--- TASK TO CARRY OUT ---
Go to the line containing "the snow covered path" below; retype it and all following lines exactly, and leave out the pictures.

╭──

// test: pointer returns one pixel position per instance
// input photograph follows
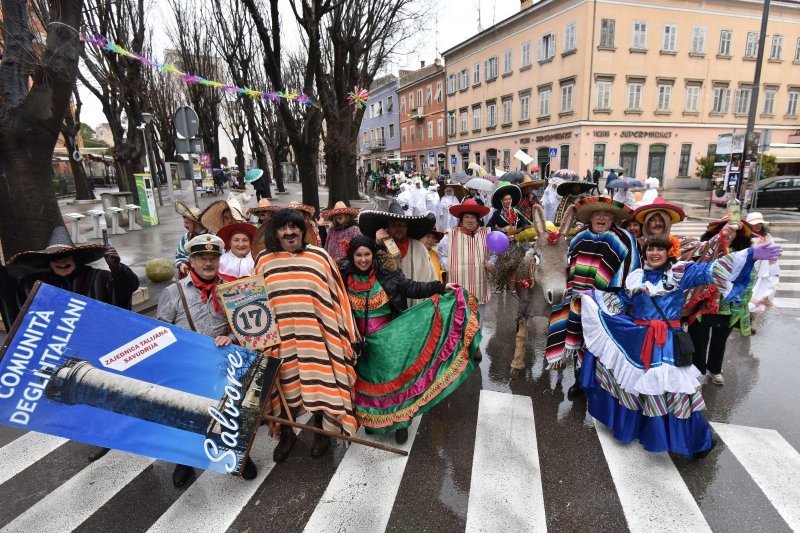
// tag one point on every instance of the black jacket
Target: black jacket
(397, 286)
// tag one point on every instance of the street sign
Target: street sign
(186, 122)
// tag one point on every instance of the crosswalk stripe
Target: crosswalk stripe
(506, 489)
(69, 505)
(21, 453)
(361, 493)
(772, 463)
(650, 488)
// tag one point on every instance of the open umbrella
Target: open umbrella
(624, 183)
(480, 184)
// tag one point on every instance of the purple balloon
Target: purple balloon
(497, 242)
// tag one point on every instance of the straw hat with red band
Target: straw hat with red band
(340, 208)
(469, 206)
(245, 228)
(591, 204)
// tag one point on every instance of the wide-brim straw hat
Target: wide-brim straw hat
(502, 190)
(591, 204)
(226, 233)
(369, 221)
(59, 246)
(340, 208)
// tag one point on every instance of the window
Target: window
(669, 43)
(526, 53)
(570, 37)
(507, 111)
(664, 92)
(776, 50)
(725, 38)
(741, 100)
(791, 108)
(603, 94)
(769, 99)
(525, 106)
(635, 90)
(491, 115)
(686, 156)
(639, 35)
(719, 103)
(547, 47)
(698, 40)
(476, 118)
(567, 92)
(751, 46)
(692, 98)
(491, 68)
(544, 102)
(607, 33)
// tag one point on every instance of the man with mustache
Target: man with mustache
(192, 303)
(317, 332)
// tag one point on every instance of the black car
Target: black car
(779, 191)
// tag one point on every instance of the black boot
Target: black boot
(181, 475)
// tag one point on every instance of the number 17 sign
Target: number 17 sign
(249, 313)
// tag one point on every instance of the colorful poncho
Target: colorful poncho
(317, 332)
(596, 261)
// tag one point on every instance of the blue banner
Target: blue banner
(84, 370)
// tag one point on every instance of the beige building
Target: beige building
(644, 84)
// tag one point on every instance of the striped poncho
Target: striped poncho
(317, 333)
(596, 261)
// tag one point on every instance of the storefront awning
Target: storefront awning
(785, 154)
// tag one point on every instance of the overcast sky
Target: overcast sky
(451, 22)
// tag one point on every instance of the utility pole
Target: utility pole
(751, 116)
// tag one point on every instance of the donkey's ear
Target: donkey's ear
(567, 221)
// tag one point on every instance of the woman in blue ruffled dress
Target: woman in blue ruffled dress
(629, 370)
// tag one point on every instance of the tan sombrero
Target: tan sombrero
(340, 208)
(591, 204)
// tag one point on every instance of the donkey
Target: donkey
(541, 279)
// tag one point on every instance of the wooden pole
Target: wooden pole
(355, 440)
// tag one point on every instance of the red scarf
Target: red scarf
(207, 288)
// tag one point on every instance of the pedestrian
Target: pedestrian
(599, 257)
(638, 381)
(343, 231)
(193, 227)
(388, 396)
(192, 303)
(317, 332)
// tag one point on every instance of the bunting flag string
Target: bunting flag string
(104, 43)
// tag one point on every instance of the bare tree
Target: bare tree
(34, 94)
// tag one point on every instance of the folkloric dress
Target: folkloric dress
(317, 333)
(596, 261)
(632, 384)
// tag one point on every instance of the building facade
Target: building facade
(379, 136)
(422, 119)
(645, 84)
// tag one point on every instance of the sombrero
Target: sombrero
(226, 233)
(469, 206)
(369, 221)
(458, 190)
(59, 246)
(504, 188)
(211, 218)
(340, 208)
(675, 213)
(586, 206)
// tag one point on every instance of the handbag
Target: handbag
(682, 345)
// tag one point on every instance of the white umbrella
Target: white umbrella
(480, 184)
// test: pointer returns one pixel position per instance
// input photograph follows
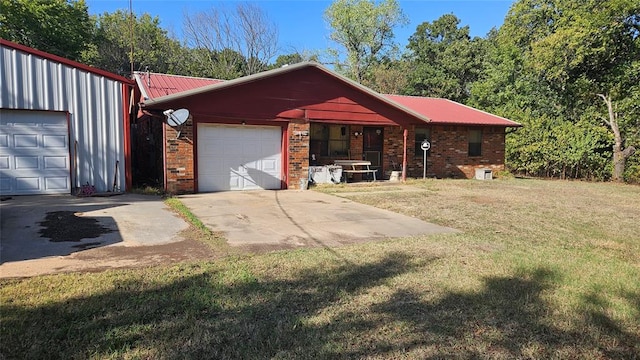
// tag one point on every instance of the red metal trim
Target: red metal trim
(405, 134)
(71, 167)
(127, 137)
(65, 61)
(194, 145)
(164, 156)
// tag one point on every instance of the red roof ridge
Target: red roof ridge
(176, 75)
(485, 112)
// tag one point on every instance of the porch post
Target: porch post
(404, 155)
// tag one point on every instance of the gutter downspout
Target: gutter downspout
(405, 134)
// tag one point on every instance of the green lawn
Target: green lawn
(542, 269)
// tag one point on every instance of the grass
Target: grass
(541, 269)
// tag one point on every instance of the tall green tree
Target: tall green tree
(444, 60)
(364, 29)
(561, 66)
(60, 27)
(117, 34)
(227, 39)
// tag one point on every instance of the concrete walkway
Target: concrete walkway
(300, 218)
(124, 223)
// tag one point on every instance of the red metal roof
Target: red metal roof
(56, 58)
(437, 110)
(443, 111)
(154, 85)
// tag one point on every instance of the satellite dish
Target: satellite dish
(178, 117)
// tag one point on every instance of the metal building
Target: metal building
(62, 124)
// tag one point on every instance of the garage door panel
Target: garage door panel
(26, 162)
(233, 158)
(29, 141)
(28, 184)
(56, 183)
(269, 165)
(55, 162)
(54, 141)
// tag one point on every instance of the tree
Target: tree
(594, 50)
(365, 30)
(388, 76)
(219, 35)
(548, 63)
(153, 49)
(60, 27)
(444, 60)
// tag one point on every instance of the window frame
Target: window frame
(474, 138)
(331, 136)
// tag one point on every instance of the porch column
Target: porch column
(404, 154)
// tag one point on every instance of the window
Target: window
(475, 142)
(422, 134)
(329, 140)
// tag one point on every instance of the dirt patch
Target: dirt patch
(70, 226)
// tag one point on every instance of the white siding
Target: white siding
(94, 103)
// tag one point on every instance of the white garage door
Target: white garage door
(239, 157)
(34, 153)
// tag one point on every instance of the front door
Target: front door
(372, 147)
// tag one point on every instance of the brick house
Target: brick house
(264, 130)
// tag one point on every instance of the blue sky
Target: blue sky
(300, 22)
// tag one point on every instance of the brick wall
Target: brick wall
(448, 157)
(298, 153)
(179, 159)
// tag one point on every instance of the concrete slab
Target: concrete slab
(300, 218)
(128, 220)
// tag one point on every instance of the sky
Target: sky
(301, 25)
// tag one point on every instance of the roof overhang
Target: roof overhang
(160, 102)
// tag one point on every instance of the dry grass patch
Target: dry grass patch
(539, 271)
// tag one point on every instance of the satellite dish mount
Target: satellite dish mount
(176, 118)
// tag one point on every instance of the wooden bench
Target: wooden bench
(356, 167)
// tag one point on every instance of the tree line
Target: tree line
(568, 70)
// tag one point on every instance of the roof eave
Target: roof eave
(267, 74)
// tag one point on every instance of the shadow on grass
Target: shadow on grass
(310, 315)
(508, 319)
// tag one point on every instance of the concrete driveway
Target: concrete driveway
(285, 219)
(46, 234)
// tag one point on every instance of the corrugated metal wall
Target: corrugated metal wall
(94, 103)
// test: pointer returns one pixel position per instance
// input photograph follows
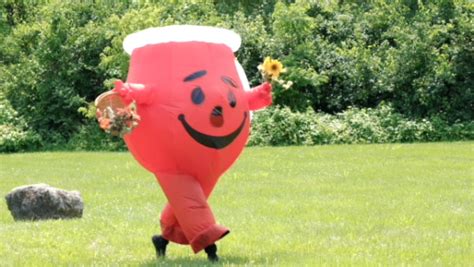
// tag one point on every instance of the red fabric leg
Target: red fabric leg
(194, 217)
(170, 228)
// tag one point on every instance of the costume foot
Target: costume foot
(211, 251)
(160, 245)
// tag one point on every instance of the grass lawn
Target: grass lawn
(290, 206)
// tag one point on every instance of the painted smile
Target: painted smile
(216, 142)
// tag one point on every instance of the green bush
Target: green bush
(281, 126)
(14, 133)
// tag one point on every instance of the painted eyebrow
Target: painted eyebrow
(229, 81)
(195, 75)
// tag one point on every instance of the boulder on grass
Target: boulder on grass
(42, 202)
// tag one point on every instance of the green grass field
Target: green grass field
(289, 206)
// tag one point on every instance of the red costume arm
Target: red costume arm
(259, 97)
(141, 93)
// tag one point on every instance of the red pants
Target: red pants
(187, 218)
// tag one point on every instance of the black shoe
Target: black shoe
(160, 245)
(211, 251)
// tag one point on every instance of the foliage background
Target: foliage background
(363, 71)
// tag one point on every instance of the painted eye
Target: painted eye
(231, 99)
(197, 96)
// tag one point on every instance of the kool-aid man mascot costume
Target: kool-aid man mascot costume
(193, 100)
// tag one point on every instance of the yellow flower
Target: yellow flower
(271, 68)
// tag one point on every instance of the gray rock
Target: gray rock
(41, 202)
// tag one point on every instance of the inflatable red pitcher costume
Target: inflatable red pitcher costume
(193, 100)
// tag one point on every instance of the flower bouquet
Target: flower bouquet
(271, 69)
(114, 116)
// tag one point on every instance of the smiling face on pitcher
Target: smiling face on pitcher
(216, 100)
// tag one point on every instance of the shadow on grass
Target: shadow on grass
(195, 261)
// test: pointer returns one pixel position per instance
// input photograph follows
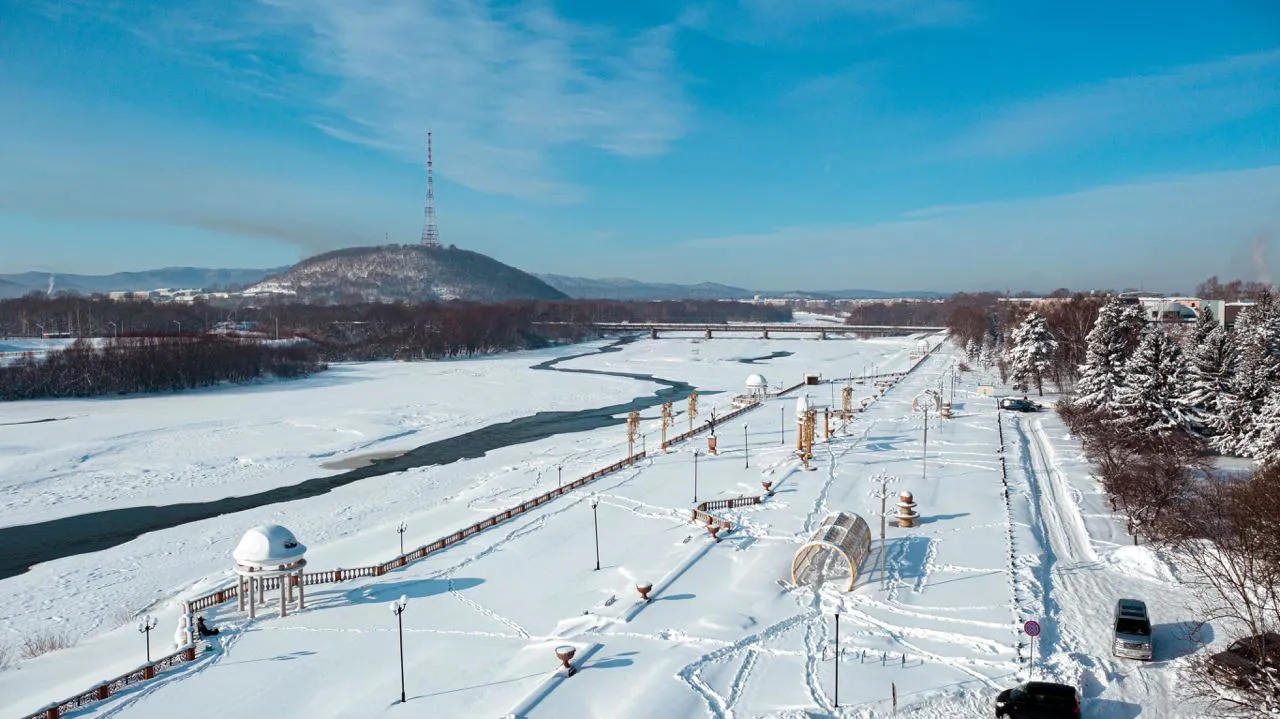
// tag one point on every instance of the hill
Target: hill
(405, 273)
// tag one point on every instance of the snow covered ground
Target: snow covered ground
(726, 633)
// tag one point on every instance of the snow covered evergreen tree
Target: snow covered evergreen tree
(1152, 398)
(1110, 344)
(1208, 381)
(1266, 431)
(1032, 353)
(1257, 369)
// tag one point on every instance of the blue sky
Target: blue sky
(766, 143)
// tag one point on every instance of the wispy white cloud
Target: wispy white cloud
(1183, 99)
(785, 21)
(502, 85)
(1169, 232)
(899, 13)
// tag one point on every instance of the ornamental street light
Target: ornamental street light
(695, 475)
(145, 624)
(398, 610)
(595, 523)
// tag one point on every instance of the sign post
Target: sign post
(1032, 628)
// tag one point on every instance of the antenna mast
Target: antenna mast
(430, 233)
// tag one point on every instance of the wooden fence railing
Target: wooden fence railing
(110, 687)
(330, 576)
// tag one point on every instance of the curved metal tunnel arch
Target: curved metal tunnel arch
(842, 532)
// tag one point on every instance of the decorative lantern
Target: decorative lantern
(906, 513)
(565, 654)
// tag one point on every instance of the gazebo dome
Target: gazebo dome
(803, 406)
(268, 546)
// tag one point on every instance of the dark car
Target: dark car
(1038, 700)
(1247, 656)
(1018, 404)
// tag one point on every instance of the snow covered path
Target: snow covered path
(1079, 590)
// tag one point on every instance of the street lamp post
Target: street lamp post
(837, 659)
(145, 624)
(398, 610)
(595, 523)
(695, 475)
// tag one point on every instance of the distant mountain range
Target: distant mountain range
(403, 273)
(177, 278)
(524, 284)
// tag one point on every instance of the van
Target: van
(1132, 631)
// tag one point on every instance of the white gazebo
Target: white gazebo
(841, 541)
(266, 553)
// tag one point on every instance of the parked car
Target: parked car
(1018, 404)
(1040, 700)
(1248, 656)
(1132, 631)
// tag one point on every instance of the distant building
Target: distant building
(128, 296)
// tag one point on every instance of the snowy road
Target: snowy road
(1079, 591)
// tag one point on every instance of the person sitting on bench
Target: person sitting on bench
(204, 628)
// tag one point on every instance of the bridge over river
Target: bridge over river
(711, 329)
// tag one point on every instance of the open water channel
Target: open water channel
(27, 545)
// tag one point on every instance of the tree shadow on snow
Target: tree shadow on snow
(883, 443)
(1112, 709)
(615, 662)
(289, 656)
(391, 591)
(929, 520)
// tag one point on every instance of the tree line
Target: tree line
(132, 365)
(1152, 406)
(163, 347)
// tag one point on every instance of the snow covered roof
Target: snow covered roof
(268, 546)
(803, 406)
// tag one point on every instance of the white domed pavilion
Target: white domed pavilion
(269, 554)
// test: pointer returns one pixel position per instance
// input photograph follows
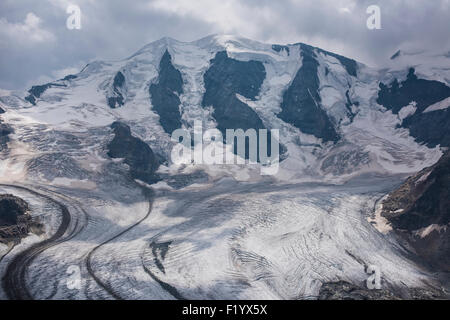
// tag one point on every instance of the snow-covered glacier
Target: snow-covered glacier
(349, 135)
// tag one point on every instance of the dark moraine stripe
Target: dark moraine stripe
(301, 105)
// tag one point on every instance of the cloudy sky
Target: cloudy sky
(36, 46)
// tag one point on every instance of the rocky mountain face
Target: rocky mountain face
(420, 211)
(15, 223)
(136, 153)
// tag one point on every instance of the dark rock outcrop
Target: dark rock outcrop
(11, 208)
(424, 92)
(165, 94)
(225, 78)
(135, 152)
(423, 201)
(301, 105)
(431, 128)
(117, 99)
(36, 91)
(279, 48)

╰──

--- COMPLETE RESPONSE ---
// tag one point on every instance of the snow covered path
Target: snow covered path
(1079, 590)
// tag one point on every instance of the street lamp post
Target: street lamp post
(837, 659)
(145, 624)
(398, 610)
(595, 523)
(695, 475)
// tag one point on every instance of the distant mountain range
Target: distant mountain range
(403, 273)
(177, 278)
(524, 284)
// tag one point on every instance of the van
Target: van
(1132, 631)
// tag one point on every instance of the white gazebo
Target: white gazebo
(841, 541)
(266, 553)
// tag one point on every instance of the parked car
Target: parked car
(1018, 404)
(1040, 700)
(1248, 656)
(1132, 631)
// tag one point on every instance of the distant building
Target: distant building
(128, 296)
// tag one point on every instance of the snowy road
Target: snowy road
(1079, 591)
// tag one point on every instance of the person sitting on bench
Target: person sitting on bench
(204, 628)
// tag one point on every instance of the bridge over river
Target: bridge over river
(711, 329)
// tag one point on every instance of the open water channel
Target: open water channel
(27, 545)
// tag one point on every instance of the tree shadow on snow
Target: tree shadow on snow
(883, 443)
(1112, 709)
(615, 662)
(289, 656)
(391, 591)
(929, 520)
// tag one point on every instance of the tree line
Target: tree line
(132, 365)
(1152, 406)
(163, 347)
// tag one point on every instance of the snow covered roof
Target: snow covered roof
(268, 546)
(803, 406)
// tag one point on every instance of the white domed pavilion
Target: white domed pavilion
(269, 554)
// test: pointer returns one pixel position per instance
// input photograph follows
// tag one point on every instance of the snow-covered glacier
Target: snow-covered glacier
(349, 135)
// tag one point on every instance of the dark moraine stripe
Target: dark moraine stripe
(301, 105)
// tag one point on every instance of the cloudy sky
Target: cloudy sky
(36, 46)
// tag one point on every instance of the rocky mountain face
Target: rocky mountain face
(420, 211)
(15, 223)
(136, 153)
// tag one point on every instance of the dark rock outcrop
Target: dark rock outcrop
(11, 208)
(424, 92)
(165, 94)
(225, 78)
(135, 152)
(423, 201)
(301, 105)
(431, 128)
(117, 99)
(36, 91)
(279, 48)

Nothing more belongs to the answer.